**The request:** Format the material as a numbered list with blank lines omitted, beginning at the line containing "FIND: blue t-shirt" and continuing through the line containing "column 19, row 233", both included.

**Material provided:**
□ □ □ □ □

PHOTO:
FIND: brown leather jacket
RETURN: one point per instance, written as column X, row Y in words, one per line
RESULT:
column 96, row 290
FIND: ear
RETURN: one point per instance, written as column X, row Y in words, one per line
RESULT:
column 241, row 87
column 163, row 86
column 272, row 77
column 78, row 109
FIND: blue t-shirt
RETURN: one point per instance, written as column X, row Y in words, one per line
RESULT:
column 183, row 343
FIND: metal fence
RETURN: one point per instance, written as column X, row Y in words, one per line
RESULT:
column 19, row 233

□ □ □ □ □

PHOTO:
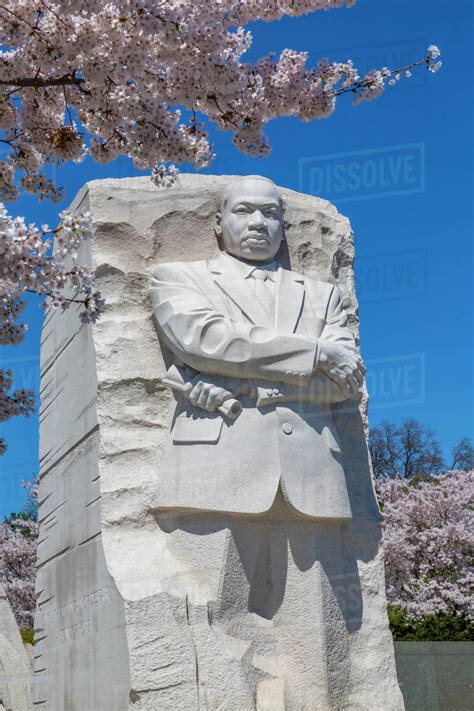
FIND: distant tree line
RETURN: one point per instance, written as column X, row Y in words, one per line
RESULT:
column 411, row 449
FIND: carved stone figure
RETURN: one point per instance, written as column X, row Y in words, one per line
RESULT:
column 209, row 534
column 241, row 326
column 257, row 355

□ □ □ □ □

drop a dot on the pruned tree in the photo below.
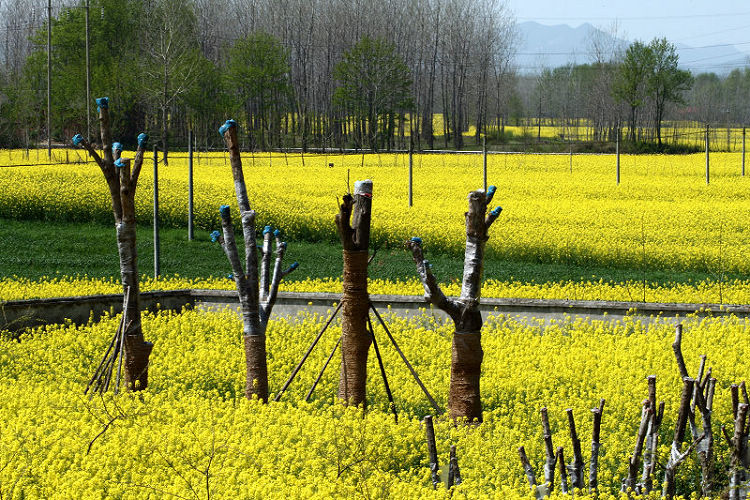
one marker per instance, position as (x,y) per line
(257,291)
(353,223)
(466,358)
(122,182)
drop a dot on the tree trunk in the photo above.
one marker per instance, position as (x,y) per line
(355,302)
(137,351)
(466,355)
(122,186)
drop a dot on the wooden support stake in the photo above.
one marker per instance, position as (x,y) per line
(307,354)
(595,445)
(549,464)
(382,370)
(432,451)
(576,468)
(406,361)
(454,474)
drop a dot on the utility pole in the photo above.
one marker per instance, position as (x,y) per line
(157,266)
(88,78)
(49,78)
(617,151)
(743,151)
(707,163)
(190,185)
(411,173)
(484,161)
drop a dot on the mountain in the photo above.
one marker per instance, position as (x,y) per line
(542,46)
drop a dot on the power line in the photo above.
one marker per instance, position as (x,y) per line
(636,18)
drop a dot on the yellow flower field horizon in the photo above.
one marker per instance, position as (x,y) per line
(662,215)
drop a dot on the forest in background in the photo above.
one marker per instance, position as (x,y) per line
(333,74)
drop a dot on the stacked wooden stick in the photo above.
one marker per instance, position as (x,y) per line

□ □ □ □ □

**Response:**
1. FIND: blue t-shirt
2. RETURN: one point per instance, written as column X, row Y in words, one per line
3. RESULT:
4. column 183, row 343
5. FIND: metal fence
6. RETURN: one point per instance, written as column X, row Y in words, one per line
7. RESULT:
8. column 19, row 233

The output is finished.